── DATA FOR REVIEW

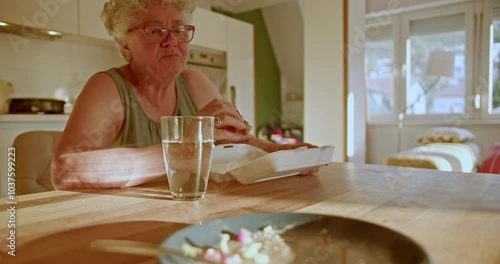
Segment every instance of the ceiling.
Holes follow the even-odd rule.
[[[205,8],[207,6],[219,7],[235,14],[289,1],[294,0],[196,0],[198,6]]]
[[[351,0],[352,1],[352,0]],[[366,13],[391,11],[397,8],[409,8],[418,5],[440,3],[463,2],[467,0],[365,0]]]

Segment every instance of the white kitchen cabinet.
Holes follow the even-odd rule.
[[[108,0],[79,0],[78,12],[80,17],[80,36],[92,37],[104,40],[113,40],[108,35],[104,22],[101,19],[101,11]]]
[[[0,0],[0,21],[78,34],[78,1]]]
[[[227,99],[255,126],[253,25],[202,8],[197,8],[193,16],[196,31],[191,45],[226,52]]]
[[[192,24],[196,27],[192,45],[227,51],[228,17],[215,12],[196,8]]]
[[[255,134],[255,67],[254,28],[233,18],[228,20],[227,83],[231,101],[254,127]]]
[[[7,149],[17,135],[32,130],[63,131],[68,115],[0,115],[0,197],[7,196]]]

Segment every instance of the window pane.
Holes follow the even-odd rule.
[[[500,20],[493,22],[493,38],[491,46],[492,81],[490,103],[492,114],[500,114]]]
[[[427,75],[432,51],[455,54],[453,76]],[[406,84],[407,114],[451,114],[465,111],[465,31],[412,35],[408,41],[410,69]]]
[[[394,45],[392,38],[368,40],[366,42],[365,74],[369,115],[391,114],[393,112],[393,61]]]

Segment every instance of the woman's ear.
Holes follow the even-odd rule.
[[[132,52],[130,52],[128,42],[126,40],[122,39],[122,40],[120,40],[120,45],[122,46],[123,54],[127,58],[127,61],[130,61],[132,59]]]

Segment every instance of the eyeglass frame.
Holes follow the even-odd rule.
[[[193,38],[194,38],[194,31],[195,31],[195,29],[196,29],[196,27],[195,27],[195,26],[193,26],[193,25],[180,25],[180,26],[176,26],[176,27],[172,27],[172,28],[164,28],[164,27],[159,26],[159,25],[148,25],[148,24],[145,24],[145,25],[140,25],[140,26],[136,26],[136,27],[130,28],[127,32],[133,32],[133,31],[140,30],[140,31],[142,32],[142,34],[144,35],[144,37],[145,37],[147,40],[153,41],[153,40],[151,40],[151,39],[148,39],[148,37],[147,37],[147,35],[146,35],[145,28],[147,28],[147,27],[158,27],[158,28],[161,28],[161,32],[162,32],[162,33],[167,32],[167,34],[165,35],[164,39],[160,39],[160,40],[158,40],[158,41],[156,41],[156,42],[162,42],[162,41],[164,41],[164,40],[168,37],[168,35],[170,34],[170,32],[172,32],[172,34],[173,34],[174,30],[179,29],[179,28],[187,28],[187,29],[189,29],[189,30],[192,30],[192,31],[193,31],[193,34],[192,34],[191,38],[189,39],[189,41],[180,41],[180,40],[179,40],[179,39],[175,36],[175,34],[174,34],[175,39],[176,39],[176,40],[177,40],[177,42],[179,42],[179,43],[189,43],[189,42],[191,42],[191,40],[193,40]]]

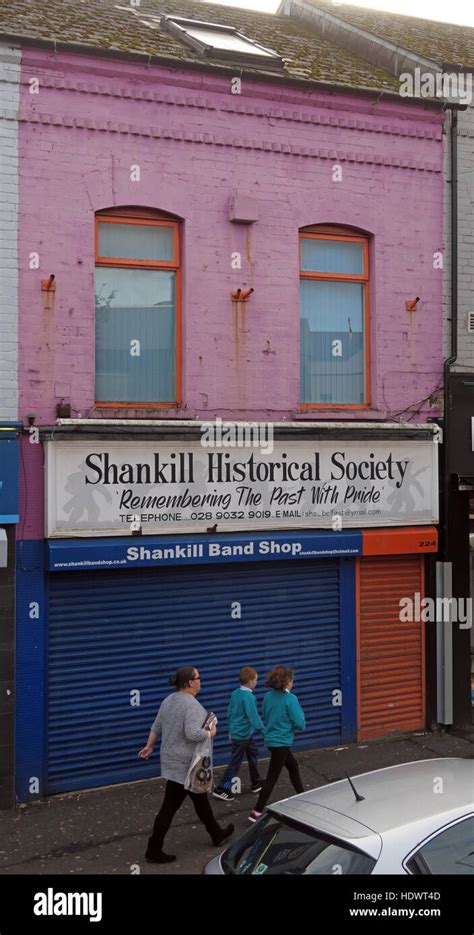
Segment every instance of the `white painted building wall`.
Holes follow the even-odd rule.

────

» **TASK DIRECTIONS**
Look over the entries for "white", then copy every line that includes that string.

» **ANSWER TO THIS PROBLEM**
Segment every instance of the white kitchen cabinet.
Segment every instance of the `white painted building wall`.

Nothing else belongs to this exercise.